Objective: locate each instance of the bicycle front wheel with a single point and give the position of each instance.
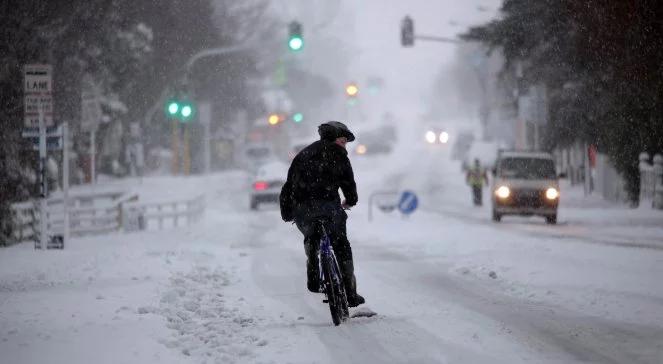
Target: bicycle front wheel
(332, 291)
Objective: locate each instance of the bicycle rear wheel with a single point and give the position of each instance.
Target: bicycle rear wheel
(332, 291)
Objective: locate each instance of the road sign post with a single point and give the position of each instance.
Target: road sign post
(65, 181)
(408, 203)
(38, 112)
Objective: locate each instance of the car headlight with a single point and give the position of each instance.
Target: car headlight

+++

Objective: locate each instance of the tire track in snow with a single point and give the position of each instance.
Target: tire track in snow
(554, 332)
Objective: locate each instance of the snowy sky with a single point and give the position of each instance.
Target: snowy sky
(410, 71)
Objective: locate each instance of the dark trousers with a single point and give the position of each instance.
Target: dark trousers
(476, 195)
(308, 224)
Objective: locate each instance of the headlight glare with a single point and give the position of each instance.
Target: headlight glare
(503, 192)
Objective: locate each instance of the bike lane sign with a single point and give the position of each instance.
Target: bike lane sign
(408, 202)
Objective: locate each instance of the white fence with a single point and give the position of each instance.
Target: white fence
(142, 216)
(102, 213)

+++

■ **EXERCISE DESCRIPTION**
Above are the records; from them, give again exactly the lines from the one containing "Objective: locate each instance of the snowy" to the one containing "Objective: locate each instance of the headlight", both lines included, and nothing more.

■ **RESULT BELOW**
Objective: locate each instance of the snowy sky with a single point and give the position of each instance.
Target: snowy sky
(410, 71)
Objective: locate each instance of the dark trousers with a single point and give the position of each instance.
Target: dark trousers
(476, 195)
(308, 224)
Objective: locate each instance of the headlight glare with a single point and give the position of each instance.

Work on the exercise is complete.